*** Records provided ***

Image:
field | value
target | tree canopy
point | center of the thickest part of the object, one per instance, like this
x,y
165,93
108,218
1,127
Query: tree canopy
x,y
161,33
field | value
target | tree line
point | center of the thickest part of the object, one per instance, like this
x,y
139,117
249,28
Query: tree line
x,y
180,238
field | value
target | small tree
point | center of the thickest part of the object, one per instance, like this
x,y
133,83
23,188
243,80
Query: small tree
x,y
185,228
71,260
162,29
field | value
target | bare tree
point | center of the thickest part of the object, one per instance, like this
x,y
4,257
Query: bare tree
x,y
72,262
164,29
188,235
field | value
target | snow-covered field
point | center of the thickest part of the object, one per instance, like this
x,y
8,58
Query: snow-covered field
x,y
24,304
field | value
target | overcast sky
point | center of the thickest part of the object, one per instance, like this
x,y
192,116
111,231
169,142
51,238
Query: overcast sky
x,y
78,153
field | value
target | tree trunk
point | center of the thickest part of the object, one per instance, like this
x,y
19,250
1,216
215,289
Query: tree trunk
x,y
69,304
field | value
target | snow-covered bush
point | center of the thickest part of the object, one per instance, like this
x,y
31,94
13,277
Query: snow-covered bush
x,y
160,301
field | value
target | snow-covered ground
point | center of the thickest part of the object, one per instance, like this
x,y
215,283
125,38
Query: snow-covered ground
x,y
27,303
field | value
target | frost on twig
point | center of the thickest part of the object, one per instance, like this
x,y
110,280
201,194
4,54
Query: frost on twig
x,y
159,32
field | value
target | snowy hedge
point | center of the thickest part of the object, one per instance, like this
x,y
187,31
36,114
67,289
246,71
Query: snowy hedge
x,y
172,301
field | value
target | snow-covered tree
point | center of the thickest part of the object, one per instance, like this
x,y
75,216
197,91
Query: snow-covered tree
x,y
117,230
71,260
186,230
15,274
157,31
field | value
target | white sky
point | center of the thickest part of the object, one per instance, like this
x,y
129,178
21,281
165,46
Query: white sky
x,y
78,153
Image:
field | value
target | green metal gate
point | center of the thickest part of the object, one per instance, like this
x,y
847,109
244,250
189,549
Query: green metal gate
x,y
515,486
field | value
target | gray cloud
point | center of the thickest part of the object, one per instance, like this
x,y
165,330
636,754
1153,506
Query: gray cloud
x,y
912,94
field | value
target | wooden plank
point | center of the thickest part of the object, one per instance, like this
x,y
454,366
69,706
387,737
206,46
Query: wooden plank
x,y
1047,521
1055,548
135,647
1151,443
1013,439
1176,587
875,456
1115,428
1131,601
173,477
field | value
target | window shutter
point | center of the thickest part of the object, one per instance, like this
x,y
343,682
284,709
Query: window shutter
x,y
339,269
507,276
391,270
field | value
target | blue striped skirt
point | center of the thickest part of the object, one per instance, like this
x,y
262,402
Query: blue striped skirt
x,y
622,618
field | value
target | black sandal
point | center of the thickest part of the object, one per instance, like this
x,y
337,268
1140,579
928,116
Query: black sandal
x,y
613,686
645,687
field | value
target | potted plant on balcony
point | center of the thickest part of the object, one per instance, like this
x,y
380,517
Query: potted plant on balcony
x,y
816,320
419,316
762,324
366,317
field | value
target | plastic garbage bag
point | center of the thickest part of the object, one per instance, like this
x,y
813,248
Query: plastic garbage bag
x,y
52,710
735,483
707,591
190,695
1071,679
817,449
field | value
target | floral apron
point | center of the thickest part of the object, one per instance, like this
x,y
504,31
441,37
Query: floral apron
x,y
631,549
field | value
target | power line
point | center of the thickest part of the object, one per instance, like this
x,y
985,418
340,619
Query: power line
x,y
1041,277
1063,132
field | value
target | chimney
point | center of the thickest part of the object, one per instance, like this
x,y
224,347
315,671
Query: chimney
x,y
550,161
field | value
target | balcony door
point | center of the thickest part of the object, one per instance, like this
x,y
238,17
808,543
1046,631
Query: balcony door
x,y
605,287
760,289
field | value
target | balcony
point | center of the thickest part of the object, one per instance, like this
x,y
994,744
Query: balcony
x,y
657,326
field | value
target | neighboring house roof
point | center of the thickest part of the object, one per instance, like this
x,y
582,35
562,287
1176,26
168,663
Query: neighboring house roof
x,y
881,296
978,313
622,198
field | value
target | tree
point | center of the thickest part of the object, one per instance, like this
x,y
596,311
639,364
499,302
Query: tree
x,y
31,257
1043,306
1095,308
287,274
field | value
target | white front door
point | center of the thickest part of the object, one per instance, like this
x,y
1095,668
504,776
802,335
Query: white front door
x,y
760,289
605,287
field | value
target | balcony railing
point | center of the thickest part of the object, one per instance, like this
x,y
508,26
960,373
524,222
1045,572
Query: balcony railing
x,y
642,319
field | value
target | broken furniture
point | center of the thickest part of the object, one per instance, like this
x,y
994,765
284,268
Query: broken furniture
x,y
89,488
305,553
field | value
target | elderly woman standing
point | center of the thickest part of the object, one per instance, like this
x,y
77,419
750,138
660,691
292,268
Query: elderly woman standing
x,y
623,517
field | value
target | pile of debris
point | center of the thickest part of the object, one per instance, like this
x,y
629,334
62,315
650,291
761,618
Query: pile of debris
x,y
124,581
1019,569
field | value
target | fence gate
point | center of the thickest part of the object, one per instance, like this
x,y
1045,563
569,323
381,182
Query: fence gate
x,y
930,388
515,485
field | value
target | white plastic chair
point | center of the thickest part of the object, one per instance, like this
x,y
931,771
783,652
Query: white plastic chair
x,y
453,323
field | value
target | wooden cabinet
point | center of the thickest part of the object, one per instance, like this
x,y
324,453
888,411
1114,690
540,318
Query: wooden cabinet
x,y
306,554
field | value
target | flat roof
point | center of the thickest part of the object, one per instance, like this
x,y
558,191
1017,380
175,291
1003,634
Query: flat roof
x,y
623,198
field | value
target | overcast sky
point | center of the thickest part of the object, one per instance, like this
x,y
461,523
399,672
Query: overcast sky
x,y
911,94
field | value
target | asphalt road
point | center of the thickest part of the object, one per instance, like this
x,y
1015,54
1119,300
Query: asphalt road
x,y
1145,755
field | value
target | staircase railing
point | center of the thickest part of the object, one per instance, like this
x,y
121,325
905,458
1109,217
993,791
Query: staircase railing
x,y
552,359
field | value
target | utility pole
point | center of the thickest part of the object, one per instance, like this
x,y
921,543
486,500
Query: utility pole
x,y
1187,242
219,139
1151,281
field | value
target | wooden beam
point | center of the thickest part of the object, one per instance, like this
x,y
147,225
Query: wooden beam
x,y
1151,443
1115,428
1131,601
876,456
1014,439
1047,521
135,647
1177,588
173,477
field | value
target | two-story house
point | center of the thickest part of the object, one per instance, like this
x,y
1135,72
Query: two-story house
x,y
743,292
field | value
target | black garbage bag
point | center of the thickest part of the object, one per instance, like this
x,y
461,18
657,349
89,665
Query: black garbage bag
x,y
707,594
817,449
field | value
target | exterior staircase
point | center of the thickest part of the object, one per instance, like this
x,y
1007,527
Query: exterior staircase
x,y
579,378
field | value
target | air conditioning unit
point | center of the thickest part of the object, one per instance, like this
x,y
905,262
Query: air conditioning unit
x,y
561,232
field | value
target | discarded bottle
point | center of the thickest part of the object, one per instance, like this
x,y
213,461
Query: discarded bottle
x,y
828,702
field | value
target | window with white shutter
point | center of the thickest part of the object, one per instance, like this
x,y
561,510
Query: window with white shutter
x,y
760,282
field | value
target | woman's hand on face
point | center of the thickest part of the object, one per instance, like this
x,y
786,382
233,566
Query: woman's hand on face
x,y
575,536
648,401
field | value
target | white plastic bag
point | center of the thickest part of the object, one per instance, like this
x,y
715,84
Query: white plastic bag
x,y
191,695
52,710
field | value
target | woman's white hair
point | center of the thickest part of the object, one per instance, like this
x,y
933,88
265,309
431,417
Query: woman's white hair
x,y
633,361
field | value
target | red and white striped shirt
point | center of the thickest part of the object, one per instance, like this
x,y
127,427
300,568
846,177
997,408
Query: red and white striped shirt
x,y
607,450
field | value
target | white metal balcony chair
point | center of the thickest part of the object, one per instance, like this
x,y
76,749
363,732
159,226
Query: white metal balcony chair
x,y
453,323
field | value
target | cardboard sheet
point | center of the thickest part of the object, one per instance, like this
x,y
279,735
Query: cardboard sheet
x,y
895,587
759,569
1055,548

***

> [Directions]: Restate the listing word for word, but only from its first line through the line with "target | tree line", keeping both end lines.

> [Solution to this exercise]:
Image:
field | value
target | tree canopy
point | center of the thickest part of the object, one per instance, like this
x,y
165,93
108,218
1,127
Query: tree canopy
x,y
161,33
field | value
target | tree line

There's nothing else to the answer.